> INSTRUCTIONS FOR THE TASK
Of the lines below, write out exactly those from the line with "Spot the chair base, then" through the line with "Spot the black", both included, and skip the rest.

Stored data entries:
━━━━━━━━━━

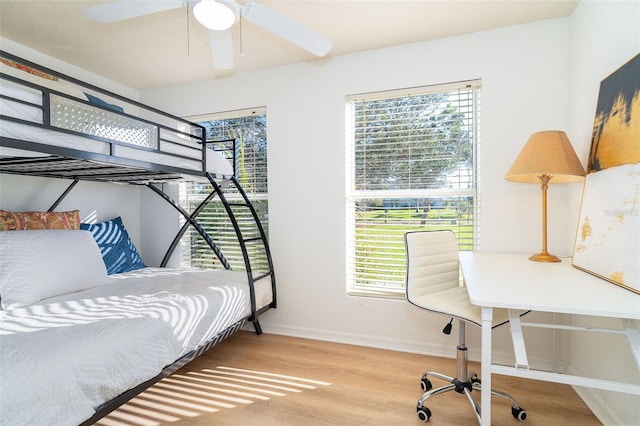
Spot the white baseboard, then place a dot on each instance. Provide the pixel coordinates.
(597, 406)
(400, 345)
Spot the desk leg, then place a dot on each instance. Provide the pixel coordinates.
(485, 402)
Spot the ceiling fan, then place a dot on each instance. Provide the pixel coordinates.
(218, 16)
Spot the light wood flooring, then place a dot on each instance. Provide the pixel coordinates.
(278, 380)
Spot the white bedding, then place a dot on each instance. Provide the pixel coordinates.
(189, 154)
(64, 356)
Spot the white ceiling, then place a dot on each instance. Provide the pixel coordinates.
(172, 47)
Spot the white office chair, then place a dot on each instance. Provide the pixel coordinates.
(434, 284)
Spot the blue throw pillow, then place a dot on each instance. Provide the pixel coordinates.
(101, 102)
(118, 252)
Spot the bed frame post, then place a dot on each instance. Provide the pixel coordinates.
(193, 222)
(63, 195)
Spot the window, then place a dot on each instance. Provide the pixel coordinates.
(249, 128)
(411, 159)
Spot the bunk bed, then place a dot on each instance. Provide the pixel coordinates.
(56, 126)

━━━━━━━━━━

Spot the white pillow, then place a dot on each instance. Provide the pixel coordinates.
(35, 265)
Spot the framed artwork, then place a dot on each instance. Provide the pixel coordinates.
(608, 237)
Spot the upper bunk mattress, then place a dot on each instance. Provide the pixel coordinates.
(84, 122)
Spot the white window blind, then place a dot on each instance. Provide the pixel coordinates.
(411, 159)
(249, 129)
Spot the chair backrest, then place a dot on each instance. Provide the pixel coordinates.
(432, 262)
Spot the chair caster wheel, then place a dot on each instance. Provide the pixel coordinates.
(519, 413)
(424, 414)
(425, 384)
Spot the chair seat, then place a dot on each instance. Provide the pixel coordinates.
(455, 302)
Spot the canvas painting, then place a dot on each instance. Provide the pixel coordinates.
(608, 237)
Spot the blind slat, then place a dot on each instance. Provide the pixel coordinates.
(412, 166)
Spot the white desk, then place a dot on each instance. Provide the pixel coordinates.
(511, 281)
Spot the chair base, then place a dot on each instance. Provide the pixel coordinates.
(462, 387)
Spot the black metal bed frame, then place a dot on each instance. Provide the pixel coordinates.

━━━━━━━━━━

> SOLUTION FOR THIS EXERCISE
Spot the chair base, then place a dot on each instance. Provide the pixel coordinates.
(462, 387)
Spot the black metal bed frame, then place a dot on each instance. Provide the pixel coordinates.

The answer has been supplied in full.